*** Dataset records

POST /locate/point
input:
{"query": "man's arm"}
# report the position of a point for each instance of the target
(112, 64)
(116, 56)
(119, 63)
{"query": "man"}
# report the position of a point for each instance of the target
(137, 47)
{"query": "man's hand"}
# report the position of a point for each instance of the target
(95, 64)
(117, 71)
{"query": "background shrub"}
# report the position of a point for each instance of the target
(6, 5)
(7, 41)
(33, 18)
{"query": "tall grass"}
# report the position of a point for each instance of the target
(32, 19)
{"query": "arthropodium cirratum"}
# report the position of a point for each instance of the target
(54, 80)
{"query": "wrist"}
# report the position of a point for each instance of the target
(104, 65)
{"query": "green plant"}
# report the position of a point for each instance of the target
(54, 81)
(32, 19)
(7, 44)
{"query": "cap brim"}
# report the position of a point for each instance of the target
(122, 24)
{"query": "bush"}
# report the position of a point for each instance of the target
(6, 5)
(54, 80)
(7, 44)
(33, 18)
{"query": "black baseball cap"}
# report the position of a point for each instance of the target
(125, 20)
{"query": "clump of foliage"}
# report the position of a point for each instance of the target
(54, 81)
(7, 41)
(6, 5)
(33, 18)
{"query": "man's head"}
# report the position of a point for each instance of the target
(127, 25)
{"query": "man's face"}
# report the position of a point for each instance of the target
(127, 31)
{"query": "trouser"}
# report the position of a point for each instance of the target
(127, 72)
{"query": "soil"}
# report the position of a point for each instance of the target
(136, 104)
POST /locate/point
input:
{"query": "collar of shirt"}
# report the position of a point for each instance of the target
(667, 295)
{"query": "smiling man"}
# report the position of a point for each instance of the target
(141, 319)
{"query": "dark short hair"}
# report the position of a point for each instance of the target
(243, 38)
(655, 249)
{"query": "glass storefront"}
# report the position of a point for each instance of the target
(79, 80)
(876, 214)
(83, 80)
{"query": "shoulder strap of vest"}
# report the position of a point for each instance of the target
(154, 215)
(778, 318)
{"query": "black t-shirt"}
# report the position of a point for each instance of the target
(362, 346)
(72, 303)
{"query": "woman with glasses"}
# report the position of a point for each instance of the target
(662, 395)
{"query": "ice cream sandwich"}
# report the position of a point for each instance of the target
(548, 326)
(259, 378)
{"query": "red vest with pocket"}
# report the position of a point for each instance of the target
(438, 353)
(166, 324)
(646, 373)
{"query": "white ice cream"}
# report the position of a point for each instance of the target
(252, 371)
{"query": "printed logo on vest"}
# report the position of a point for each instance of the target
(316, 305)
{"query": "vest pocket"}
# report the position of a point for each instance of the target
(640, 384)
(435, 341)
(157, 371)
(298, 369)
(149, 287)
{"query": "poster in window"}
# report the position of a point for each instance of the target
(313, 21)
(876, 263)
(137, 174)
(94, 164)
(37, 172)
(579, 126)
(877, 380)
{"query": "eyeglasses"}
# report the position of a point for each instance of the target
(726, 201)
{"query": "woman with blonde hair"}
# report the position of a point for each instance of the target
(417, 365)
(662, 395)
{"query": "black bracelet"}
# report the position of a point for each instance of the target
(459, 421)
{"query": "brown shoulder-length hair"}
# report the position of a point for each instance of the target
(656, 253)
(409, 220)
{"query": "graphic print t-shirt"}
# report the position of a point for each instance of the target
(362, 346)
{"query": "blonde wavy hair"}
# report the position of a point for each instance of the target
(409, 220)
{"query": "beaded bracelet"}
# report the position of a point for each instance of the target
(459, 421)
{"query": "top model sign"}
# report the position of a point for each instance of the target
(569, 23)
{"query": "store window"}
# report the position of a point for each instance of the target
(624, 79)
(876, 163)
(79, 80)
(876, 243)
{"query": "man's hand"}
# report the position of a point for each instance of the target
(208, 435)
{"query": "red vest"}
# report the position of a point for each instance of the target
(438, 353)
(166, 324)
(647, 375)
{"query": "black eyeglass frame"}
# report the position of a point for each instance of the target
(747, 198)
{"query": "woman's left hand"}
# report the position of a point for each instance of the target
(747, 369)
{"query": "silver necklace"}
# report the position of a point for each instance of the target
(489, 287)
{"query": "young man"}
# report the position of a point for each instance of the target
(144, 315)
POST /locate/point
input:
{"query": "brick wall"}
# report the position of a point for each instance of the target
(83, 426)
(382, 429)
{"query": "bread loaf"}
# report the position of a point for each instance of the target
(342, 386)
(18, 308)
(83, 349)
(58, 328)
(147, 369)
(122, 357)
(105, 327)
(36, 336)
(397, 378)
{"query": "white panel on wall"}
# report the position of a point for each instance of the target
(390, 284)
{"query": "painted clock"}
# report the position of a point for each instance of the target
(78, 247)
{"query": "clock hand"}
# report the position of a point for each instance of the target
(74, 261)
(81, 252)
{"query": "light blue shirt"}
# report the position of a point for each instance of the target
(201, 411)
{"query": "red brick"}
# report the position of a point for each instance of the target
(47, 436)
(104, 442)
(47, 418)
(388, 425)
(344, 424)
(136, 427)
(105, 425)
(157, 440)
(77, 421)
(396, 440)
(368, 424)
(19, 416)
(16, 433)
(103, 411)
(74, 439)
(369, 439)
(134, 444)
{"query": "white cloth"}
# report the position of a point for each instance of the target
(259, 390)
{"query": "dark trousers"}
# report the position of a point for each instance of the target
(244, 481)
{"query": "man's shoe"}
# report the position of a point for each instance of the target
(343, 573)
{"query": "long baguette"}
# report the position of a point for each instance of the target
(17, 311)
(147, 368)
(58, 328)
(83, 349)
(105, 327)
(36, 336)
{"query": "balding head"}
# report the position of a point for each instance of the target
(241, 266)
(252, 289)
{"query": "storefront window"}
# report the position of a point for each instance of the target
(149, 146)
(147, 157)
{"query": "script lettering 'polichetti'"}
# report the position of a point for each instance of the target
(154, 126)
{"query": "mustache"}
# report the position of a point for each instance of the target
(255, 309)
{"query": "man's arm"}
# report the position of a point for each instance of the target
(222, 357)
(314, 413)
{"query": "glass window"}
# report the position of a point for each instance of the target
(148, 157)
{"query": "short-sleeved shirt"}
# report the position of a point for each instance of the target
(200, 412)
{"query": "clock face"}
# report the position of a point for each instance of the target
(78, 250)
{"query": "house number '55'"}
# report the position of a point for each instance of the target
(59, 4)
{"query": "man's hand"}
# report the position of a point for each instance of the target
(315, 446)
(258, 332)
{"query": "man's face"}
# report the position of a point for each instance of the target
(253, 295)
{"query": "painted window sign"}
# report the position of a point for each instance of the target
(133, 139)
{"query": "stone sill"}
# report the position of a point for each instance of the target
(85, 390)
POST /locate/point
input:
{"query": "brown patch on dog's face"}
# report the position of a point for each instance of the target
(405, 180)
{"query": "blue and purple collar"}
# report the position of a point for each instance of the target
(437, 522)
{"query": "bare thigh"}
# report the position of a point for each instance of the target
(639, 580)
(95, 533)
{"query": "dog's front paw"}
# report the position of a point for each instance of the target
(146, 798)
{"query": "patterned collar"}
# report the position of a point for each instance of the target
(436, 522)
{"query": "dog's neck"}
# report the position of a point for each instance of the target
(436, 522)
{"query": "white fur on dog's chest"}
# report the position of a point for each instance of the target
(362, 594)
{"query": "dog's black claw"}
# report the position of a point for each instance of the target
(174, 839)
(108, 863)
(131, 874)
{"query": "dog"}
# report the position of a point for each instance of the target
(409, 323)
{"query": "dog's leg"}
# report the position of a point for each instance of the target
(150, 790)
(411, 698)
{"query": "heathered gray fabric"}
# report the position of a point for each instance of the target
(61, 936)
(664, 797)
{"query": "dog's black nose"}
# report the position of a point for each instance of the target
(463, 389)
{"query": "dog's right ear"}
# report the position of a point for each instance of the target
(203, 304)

******

* _Exercise description_: All the data must be duplicated exactly, with nothing added or removed.

* _Full output_:
POST /locate/point
input:
{"query": "man's arm"}
# report the position of a point for each instance of the target
(112, 64)
(116, 56)
(119, 63)
{"query": "man"}
# report the position of a point for each instance of the target
(137, 47)
{"query": "man's hand"}
# report the position of a point for each instance of the target
(95, 64)
(117, 71)
{"query": "background shrub"}
# report the position of a point for each instance of the target
(6, 5)
(7, 41)
(33, 18)
{"query": "tall grass"}
# report the position of a point for each instance of the target
(32, 19)
{"query": "arthropodium cirratum"}
# report the position of a point for each instance of the target
(54, 80)
{"query": "wrist"}
# report the position of a point for each instance of the target
(104, 65)
{"query": "green plant"}
# report the position of a point for each instance of the target
(54, 81)
(32, 19)
(7, 44)
{"query": "cap brim"}
# report the position of a point for each instance of the target
(122, 24)
{"query": "bush"}
# report the position of a point for each instance of the target
(6, 5)
(54, 80)
(7, 44)
(33, 18)
{"query": "black baseball cap"}
# report the position of a point for each instance of the target
(125, 20)
{"query": "clump of foliage"}
# report the position of a point for each instance of the target
(54, 81)
(7, 41)
(6, 5)
(33, 18)
{"query": "man's head"}
# report the position of a point for each instance of the target
(127, 25)
{"query": "man's face"}
# report the position of a point for each instance of the target
(127, 31)
{"query": "trouser"}
# report the position of a point for each instance of the target
(127, 72)
{"query": "soil"}
# report the position of a point for each instance of the target
(136, 104)
POST /locate/point
input:
{"query": "collar of shirt"}
# report the position of a point for each instance of the target
(667, 295)
{"query": "smiling man"}
# report the position of a point for each instance of the target
(141, 319)
{"query": "dark short hair"}
# report the position of a point for each instance of the target
(243, 38)
(655, 249)
{"query": "glass storefront"}
# report the position of a point for each instance of the target
(79, 80)
(876, 214)
(83, 80)
{"query": "shoulder strap of vest"}
# report the position of a point for each instance of the target
(154, 215)
(778, 318)
{"query": "black t-shirt"}
# report the position of a point for each instance of the target
(362, 346)
(72, 303)
{"query": "woman with glasses"}
# report the position of a point for each instance of the target
(662, 395)
{"query": "ice cream sandwich"}
# report the position of a point for each instance of the target
(548, 326)
(259, 378)
{"query": "red vest with pocket"}
# report the position of a point for each instance of the target
(438, 353)
(166, 324)
(646, 373)
{"query": "white ice cream"}
# report the position of a point for each instance of the target
(252, 371)
{"query": "printed logo on vest"}
# report the position of a point for each instance of the target
(316, 305)
{"query": "vest pocket"}
# report the position of a point for each instance of the target
(640, 384)
(435, 341)
(157, 371)
(298, 369)
(149, 287)
{"query": "poster in window"}
# report the position of a point for each instance of the target
(313, 21)
(876, 263)
(137, 174)
(94, 164)
(37, 172)
(579, 126)
(877, 380)
{"query": "eyeglasses"}
# report the position of a point for each instance of the target
(726, 201)
{"query": "woman with blonde hair"}
# report the position of a point for each instance of the target
(417, 365)
(662, 395)
{"query": "black bracelet"}
# report the position of a point for each instance of the target
(459, 421)
{"query": "brown shoulder-length hair"}
# report the position of a point for each instance of the target
(656, 253)
(409, 220)
{"query": "graphic print t-shirt"}
# report the position of a point for each instance of the target
(362, 346)
{"query": "blonde wavy hair"}
# report the position of a point for each instance of the target
(409, 220)
{"query": "beaded bracelet"}
# report the position of a point for each instance of the target
(459, 421)
{"query": "top model sign"}
# report the position of a point for each instance of the target
(569, 23)
{"query": "store window"}
# report the position of a point for each instance of the target
(624, 79)
(876, 163)
(79, 80)
(876, 243)
{"query": "man's hand"}
# report the position of a point for each instance of the target
(208, 435)
{"query": "red vest"}
# report the position of a point for each instance of the target
(438, 353)
(166, 324)
(647, 375)
{"query": "black eyeglass frame"}
# report the position of a point for each instance of the target
(747, 198)
{"query": "woman's left hand"}
# report the position of a point for each instance of the target
(747, 369)
{"query": "silver necklace"}
# report the position of a point for each instance of the target
(489, 287)
{"query": "young man"}
# report the position of a point for each instance of the target
(144, 315)
POST /locate/point
input:
{"query": "brick wall"}
# report the position of a point for each instance of the target
(83, 426)
(382, 429)
{"query": "bread loaf"}
# report the position of a point for each instance of the target
(342, 386)
(18, 308)
(83, 349)
(58, 328)
(147, 369)
(122, 357)
(105, 327)
(36, 336)
(397, 378)
{"query": "white panel on wall"}
# report the position of a point for each instance of the target
(390, 284)
{"query": "painted clock"}
# report the position of a point for each instance of the target
(78, 247)
{"query": "clock hand"}
# report the position of a point for each instance of the target
(74, 261)
(81, 252)
{"query": "light blue shirt"}
# report the position of a point for each instance of the target
(201, 411)
{"query": "red brick"}
# report the position of a point for each instance of the target
(47, 436)
(104, 442)
(47, 418)
(388, 425)
(344, 424)
(136, 427)
(105, 425)
(157, 440)
(77, 421)
(396, 440)
(368, 424)
(19, 416)
(16, 433)
(103, 411)
(74, 439)
(369, 439)
(134, 444)
{"query": "white cloth"}
# report the position of a point for each instance of the target
(259, 390)
{"query": "dark trousers"}
# report the position of a point for each instance of the target
(244, 481)
{"query": "man's shoe"}
# report the position of a point for each instance of the target
(343, 573)
{"query": "long baguette"}
# report the position of a point for each instance of the target
(17, 311)
(147, 368)
(58, 328)
(83, 349)
(105, 327)
(36, 336)
{"query": "balding head"}
# report the position of a point for each instance of the target
(241, 266)
(252, 289)
{"query": "storefront window"}
# report the position of a point for each instance of the target
(149, 146)
(147, 157)
{"query": "script lettering 'polichetti'"}
# report the position of a point for each instance of the target
(154, 126)
{"query": "mustache"}
# report the position of a point for each instance of the target
(255, 309)
{"query": "man's arm"}
# report the position of a point for each instance of the target
(222, 357)
(314, 413)
{"query": "glass window"}
# report the position of a point for each instance of the target
(148, 157)
{"query": "short-sleeved shirt"}
# report the position of a point for each instance of the target
(200, 412)
{"query": "clock face"}
# report the position of a point for each instance of the target
(78, 250)
{"query": "house number '55'"}
# report the position of a point for each instance of the target
(59, 4)
{"query": "man's hand"}
# report the position of a point for each instance of the target
(315, 446)
(258, 332)
{"query": "man's face"}
# report the position of a point for each instance of the target
(253, 295)
{"query": "painted window sign"}
# report the position of a point for each instance of the target
(133, 139)
{"query": "stone sill"}
# report the position of a point for each instance of the target
(85, 390)
POST /locate/point
input:
{"query": "brown patch on dog's face"}
# report the position of a point for each instance of the target
(405, 180)
{"query": "blue and purple collar"}
# report the position of a point for each instance of the target
(437, 522)
{"query": "bare thigh"}
# report the position of a point for each instance of the target
(639, 580)
(95, 533)
{"query": "dog's front paw"}
# report the position of a point for each instance of the target
(146, 798)
{"query": "patterned collar"}
# report the position of a point for each instance of the target
(436, 522)
{"query": "dog's neck"}
# report the position of a point for each instance of the target
(436, 522)
{"query": "white fur on dog's chest"}
# report the position of a point for each instance of the target
(362, 594)
{"query": "dog's black claw"}
# report the position of a point for each instance of the target
(174, 839)
(108, 863)
(131, 874)
{"query": "dog"}
# report the position of a point for each instance of the target
(409, 323)
{"query": "dog's leg"}
# report the position of a point for each instance of the target
(150, 790)
(411, 698)
{"query": "heathered gray fabric"}
# report the position of a point for each instance of the target
(61, 936)
(664, 797)
{"query": "dog's black nose"}
# report the position of a point for each instance of the target
(463, 389)
{"query": "dog's right ear"}
# report the position of a point for each instance of the target
(203, 304)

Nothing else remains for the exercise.